## Source data
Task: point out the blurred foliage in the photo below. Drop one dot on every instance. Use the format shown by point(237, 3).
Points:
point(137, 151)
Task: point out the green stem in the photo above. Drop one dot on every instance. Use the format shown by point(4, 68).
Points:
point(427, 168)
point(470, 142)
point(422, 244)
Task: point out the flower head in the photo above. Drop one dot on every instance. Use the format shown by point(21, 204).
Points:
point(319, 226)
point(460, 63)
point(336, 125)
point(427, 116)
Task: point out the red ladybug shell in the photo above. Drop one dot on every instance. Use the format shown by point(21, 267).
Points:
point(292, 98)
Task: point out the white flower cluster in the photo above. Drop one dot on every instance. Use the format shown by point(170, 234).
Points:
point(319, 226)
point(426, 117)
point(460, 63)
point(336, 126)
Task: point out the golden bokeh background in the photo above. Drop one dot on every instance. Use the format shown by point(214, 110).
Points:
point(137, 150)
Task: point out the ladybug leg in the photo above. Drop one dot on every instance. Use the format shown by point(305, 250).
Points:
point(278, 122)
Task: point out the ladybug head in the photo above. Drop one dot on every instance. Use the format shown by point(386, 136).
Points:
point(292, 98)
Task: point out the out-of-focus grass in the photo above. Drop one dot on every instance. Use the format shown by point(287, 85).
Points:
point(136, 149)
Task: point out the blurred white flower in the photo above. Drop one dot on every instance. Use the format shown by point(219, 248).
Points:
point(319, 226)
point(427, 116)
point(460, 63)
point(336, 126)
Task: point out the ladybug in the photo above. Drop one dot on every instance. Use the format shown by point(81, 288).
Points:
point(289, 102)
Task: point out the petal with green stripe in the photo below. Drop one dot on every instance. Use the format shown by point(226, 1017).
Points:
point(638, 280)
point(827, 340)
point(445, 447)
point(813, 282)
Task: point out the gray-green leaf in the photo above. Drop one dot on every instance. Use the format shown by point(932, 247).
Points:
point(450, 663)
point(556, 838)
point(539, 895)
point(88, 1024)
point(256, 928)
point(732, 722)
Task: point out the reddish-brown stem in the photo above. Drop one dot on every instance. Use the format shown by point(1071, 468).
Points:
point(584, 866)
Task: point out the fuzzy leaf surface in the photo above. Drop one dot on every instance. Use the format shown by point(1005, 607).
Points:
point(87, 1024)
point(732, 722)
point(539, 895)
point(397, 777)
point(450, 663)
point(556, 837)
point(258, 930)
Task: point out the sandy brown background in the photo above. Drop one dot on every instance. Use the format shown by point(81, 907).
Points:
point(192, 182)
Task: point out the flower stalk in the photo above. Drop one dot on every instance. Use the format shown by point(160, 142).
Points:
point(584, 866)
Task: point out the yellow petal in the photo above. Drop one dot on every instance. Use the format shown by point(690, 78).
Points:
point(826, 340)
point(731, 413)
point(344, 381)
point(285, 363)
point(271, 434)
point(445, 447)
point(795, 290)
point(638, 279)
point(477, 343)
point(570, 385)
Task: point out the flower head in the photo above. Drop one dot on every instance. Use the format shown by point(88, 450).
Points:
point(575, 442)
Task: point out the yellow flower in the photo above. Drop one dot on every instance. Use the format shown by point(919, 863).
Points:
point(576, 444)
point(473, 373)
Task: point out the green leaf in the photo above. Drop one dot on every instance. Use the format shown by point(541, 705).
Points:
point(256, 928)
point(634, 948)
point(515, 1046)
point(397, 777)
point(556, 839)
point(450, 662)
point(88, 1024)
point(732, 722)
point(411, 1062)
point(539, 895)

## Do this
Format the data above as a JSON list of strings, with one string for each line and blank lines omitted.

## Written reply
[
  "Task: point out the blurred foliage in the photo below. Drop one dot on every instance. Use the format shown by point(237, 3).",
  "Points:",
  "point(137, 151)",
  "Task: point out the green stem in the photo above. Drop one dot on every instance. Use the format shown by point(4, 68).",
  "Points:",
  "point(427, 168)",
  "point(470, 142)",
  "point(422, 244)",
  "Task: point out the flower head in the photo above. Drop one dot on every instance. Use the format shown by point(21, 204).",
  "Points:",
  "point(319, 226)",
  "point(460, 63)",
  "point(336, 125)",
  "point(427, 116)",
  "Task: point out the red ladybug shell in the photo above. Drop one dot on every instance. Use the format shown by point(21, 267).",
  "Points:",
  "point(292, 98)",
  "Task: point out the white flower cluster in the photo above. Drop one dot on every instance. Use the format shown by point(170, 234).",
  "Points:",
  "point(319, 226)",
  "point(426, 117)",
  "point(460, 63)",
  "point(336, 126)",
  "Task: point out the golden bokeh background in the photo above. Drop one dot on every instance. Use the format shown by point(214, 110).",
  "Points:",
  "point(137, 150)",
  "Task: point out the ladybug leg in the photo above. Drop one dot on every instance. Use the format shown by point(305, 250).",
  "Points:",
  "point(278, 122)",
  "Task: point out the ladybug head in the photo above. Drop one dot on every instance. Use the format shown by point(386, 136).",
  "Points:",
  "point(292, 98)",
  "Task: point out the out-of-focus grass in the photo above. Drop one dot on every instance. Use the format shown by point(287, 85).",
  "Points:",
  "point(136, 149)",
  "Task: point out the blurred white flower in the photo above. Drop one dot on every instance. Use the format shown by point(219, 248).",
  "Points:",
  "point(319, 226)",
  "point(427, 116)",
  "point(460, 63)",
  "point(336, 126)",
  "Task: point out the ladybug in the photo above. Drop one dot on every instance. Use the format shown by point(81, 288).",
  "Points:",
  "point(289, 102)",
  "Task: point out the petal with green stripe in the photo below. Drop one dot on every instance. Use the format shown by point(226, 1017).",
  "Points:",
  "point(638, 280)",
  "point(827, 340)",
  "point(445, 447)",
  "point(813, 282)",
  "Task: point out the gray-green leaf in the photo above. Drop one dot on every instance. Use the format shown by point(932, 247).",
  "Points:",
  "point(450, 663)",
  "point(556, 838)",
  "point(539, 895)",
  "point(88, 1024)",
  "point(256, 928)",
  "point(732, 722)",
  "Task: point out the reddish-brown stem in the photo above. Drop one dot on every instance. Use the format shown by point(1071, 468).",
  "Points:",
  "point(584, 866)",
  "Task: point out the fuzzy leaf surface in the photo above. Drop one dot on every instance. Use the format shown by point(1005, 607).",
  "Points:",
  "point(87, 1024)",
  "point(732, 722)",
  "point(539, 895)",
  "point(397, 777)",
  "point(450, 663)",
  "point(556, 837)",
  "point(258, 930)",
  "Task: point out the sandy brown background in the photo above. Drop one dot on every instance. Use the format shown by point(81, 907).",
  "Points:",
  "point(192, 182)",
  "Task: point out the flower stalk in the photo above. Drop one dot on every instance. Use the format shown by point(160, 142).",
  "Points:",
  "point(584, 866)",
  "Task: point out the yellow petal in the photo above. Drop one dot on every instance. Use the format shown by point(690, 78).",
  "Points:",
  "point(826, 340)",
  "point(731, 413)",
  "point(344, 381)",
  "point(285, 363)",
  "point(271, 434)",
  "point(445, 447)",
  "point(795, 290)",
  "point(638, 279)",
  "point(477, 343)",
  "point(570, 385)",
  "Task: point out the flower head in the photo above. Drop one dot on every instance. Use the format shown by point(88, 450).",
  "Points:",
  "point(575, 442)",
  "Task: point out the yellow flower in the photo above. Drop one dot on every instance. Use the format shown by point(919, 863).",
  "Points:",
  "point(576, 444)",
  "point(473, 373)",
  "Task: point out the green leaf in the photo above. Drop one dot on every instance. Use the format shown by point(541, 705).",
  "Points:",
  "point(256, 928)",
  "point(634, 948)",
  "point(515, 1046)",
  "point(397, 777)",
  "point(556, 839)",
  "point(450, 662)",
  "point(88, 1024)",
  "point(732, 722)",
  "point(411, 1062)",
  "point(539, 895)"
]